Luxury Hotels

Cannes’ gorgeous Majestic luxury hotel

Welcome to the hotel…

Luxury hotels that get better have listened to what pundits on luxury are saying. Merely doing a good job in today’s frenetic world is seen as failure; you must do better than good, you must exceed expectation and be sensational. That is what the gal found during this year’s ILTM. With the Martinez – which will re-open March 2018 as one of Hyatt’s Unbound hotels – and what was the Noga-Hilton having gone through name changes along the way to its current J.W. Marriott status, there are only two iconic hotels currently open on Cannes’ famous Croisette. The Majestic, owned by the Barrière group, is closest to the Palais des Festivals, home of ILTM, and it rolled out the red carpet, and a red animal as welcome.

Super little ‘mushroom’ bites

Pierre-Louis Renou, the indefatigable boss of the Majestic, somehow seemed able to greet people checking in, and if he was otherwise engaged one of his team came out to say goodbye. I was actually greeted on arrival by Isabelle, who has been at the hotel at least a couple of decades, and, oh so French, she is just as chic as Mme Macron (how DO they do it? I wish there had been time to try the hotel’s Diane Barrière spa but at least I could use its LifeFitness gym, now 24/7 (thank you M. Renou, better and better, for success). I also made use the staircase, above. The food, by the way, is superb, with Pierre Gagnaire’s hand definitely visible in the quality of breakfast goods – adore the yoghurts. This is also one venue that knows how to do cocktail food beautifully, and if they do it right and consumers like what they see, who cares if every function seems to include little ‘mushrooms’ with tomato tops?

# [Record set]

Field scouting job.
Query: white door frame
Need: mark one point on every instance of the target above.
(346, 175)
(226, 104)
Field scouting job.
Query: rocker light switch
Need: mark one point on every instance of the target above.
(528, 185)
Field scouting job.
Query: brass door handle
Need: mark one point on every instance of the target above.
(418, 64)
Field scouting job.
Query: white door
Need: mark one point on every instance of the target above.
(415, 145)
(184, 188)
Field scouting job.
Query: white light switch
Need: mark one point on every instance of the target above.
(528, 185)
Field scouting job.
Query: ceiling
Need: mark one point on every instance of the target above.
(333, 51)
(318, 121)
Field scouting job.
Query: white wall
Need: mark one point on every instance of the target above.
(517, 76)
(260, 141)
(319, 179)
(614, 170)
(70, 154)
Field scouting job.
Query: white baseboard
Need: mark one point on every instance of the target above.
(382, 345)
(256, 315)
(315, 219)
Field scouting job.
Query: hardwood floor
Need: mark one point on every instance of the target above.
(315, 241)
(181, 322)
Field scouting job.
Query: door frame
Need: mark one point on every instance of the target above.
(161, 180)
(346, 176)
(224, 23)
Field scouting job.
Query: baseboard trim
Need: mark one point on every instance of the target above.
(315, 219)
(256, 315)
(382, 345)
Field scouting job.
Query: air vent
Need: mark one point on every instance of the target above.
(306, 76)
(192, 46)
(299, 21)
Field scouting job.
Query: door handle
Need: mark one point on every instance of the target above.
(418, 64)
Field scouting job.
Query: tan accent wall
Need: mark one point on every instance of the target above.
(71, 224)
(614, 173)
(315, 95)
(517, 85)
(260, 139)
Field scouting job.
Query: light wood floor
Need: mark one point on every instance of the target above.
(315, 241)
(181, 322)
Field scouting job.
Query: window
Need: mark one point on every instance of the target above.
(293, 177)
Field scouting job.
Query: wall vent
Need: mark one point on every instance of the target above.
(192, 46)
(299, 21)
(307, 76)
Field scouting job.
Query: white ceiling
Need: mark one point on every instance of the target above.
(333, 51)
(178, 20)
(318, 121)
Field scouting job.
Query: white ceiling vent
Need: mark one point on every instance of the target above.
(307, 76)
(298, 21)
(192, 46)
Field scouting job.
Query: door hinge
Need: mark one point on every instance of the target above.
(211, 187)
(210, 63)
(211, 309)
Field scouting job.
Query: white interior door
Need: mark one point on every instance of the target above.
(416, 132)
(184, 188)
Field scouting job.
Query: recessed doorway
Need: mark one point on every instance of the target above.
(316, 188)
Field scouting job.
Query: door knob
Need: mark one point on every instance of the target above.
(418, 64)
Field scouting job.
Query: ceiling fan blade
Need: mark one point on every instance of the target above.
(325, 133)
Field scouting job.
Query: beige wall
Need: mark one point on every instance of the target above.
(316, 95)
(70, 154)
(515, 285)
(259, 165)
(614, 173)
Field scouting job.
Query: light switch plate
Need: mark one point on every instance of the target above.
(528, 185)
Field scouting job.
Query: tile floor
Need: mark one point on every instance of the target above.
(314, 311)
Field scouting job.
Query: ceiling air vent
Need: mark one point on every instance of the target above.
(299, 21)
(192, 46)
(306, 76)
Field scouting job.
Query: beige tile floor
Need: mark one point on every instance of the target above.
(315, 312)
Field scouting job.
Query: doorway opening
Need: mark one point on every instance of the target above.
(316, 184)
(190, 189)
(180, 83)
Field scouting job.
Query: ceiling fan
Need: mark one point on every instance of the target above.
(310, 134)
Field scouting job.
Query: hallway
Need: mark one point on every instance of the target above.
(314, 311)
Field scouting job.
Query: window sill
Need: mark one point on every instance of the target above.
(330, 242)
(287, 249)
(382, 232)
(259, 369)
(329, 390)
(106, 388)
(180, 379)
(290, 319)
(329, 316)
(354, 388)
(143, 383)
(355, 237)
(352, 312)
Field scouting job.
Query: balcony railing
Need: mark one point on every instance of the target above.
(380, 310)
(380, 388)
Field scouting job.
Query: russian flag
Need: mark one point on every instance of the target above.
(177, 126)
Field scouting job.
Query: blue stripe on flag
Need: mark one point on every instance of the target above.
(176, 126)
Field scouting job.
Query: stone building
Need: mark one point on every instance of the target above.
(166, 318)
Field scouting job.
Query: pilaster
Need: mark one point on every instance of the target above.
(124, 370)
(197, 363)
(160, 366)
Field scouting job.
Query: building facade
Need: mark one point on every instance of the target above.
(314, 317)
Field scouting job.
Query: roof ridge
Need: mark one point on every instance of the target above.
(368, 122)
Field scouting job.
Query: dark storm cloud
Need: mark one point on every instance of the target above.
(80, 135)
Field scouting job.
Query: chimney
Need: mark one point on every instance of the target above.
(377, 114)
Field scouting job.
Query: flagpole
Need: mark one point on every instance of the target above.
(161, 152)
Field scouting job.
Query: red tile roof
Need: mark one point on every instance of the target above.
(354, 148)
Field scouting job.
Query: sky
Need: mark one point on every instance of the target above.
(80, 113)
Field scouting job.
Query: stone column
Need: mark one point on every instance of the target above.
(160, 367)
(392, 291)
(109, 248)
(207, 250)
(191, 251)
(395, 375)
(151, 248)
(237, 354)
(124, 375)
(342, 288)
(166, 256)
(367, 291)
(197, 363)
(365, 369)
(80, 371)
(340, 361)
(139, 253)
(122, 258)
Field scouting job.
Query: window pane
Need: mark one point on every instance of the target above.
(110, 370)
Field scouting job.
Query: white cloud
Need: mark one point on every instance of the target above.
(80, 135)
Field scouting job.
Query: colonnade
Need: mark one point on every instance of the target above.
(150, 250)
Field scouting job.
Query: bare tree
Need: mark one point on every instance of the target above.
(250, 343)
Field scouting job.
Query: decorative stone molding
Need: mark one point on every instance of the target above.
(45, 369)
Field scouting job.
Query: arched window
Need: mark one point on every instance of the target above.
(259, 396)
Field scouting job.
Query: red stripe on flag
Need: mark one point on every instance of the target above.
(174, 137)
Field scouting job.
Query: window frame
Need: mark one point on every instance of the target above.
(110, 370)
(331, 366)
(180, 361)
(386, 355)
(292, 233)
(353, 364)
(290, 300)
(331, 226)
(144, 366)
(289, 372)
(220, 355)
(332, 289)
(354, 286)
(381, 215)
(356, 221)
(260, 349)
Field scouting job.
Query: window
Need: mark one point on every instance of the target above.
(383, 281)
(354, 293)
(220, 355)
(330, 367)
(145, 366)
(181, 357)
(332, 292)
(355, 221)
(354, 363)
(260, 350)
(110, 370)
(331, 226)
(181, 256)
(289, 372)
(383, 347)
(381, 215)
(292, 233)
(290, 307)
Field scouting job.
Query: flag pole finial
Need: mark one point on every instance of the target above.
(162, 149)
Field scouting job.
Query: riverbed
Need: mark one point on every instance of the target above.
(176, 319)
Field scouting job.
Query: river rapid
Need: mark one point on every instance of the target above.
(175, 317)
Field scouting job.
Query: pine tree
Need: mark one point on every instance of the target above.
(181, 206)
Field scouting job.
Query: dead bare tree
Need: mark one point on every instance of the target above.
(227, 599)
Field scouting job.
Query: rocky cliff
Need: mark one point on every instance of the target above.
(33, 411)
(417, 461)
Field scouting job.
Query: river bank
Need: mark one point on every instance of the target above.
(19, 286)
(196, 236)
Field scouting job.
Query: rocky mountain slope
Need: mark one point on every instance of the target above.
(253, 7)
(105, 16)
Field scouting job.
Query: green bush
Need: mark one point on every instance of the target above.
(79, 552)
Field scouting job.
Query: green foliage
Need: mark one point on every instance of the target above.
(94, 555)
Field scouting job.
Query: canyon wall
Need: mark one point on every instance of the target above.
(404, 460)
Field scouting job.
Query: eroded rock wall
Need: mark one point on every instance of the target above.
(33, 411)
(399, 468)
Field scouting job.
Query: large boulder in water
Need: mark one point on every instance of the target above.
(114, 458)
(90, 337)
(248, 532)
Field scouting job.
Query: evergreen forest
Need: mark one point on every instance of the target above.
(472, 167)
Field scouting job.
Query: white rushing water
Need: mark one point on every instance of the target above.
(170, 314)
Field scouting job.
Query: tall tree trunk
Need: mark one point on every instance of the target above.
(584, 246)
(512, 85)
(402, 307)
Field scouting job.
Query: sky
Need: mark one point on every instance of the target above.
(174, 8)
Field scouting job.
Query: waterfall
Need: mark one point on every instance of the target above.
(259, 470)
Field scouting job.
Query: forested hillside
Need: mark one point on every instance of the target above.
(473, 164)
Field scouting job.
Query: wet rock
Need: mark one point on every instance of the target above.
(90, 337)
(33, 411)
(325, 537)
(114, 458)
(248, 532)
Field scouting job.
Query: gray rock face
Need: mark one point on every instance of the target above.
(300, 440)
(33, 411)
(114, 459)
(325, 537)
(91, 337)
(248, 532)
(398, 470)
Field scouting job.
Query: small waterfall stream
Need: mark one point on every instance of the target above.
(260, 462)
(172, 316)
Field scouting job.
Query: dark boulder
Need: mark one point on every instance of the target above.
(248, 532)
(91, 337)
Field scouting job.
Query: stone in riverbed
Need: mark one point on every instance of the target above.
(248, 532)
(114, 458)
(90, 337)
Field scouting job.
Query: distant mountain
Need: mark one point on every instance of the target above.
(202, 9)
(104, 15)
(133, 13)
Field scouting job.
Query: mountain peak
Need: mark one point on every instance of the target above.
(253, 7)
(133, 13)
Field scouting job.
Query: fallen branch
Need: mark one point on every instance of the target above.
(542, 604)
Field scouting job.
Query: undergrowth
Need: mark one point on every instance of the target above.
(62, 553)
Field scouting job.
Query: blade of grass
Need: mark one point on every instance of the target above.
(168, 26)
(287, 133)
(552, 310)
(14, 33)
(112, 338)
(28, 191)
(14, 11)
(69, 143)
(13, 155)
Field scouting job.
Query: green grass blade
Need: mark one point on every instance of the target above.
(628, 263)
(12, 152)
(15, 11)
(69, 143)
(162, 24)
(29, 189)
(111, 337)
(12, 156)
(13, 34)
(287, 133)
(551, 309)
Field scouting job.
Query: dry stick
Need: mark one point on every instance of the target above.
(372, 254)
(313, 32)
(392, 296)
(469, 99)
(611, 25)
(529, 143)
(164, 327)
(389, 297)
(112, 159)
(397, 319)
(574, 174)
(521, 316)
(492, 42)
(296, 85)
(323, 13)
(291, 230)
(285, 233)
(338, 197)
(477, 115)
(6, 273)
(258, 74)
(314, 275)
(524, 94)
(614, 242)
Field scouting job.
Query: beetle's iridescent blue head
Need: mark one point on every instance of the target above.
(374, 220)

# [Tasks]
a - Name every person the hotel article mentions, leaving out names that appear only as part of a facility's name.
b - Reproduce the hotel article between "Cannes’ gorgeous Majestic" and "animal as welcome.", inclusive.
Work only from the hotel article itself.

# [Answers]
a - Pierre-Louis Renou, Isabelle, Mme Macron, Pierre Gagnaire

b -
Cannes’ gorgeous Majestic luxury hotel

Welcome to the hotel…

Luxury hotels that get better have listened to what pundits on luxury are saying. Merely doing a good job in today’s frenetic world is seen as failure; you must do better than good, you must exceed expectation and be sensational. That is what the gal found during this year’s ILTM. With the Martinez – which will re-open March 2018 as one of Hyatt’s Unbound hotels – and what was the Noga-Hilton having gone through name changes along the way to its current J.W. Marriott status, there are only two iconic hotels currently open on Cannes’ famous Croisette. The Majestic, owned by the Barrière group, is closest to the Palais des Festivals, home of ILTM, and it rolled out the red carpet, and a red animal as welcome.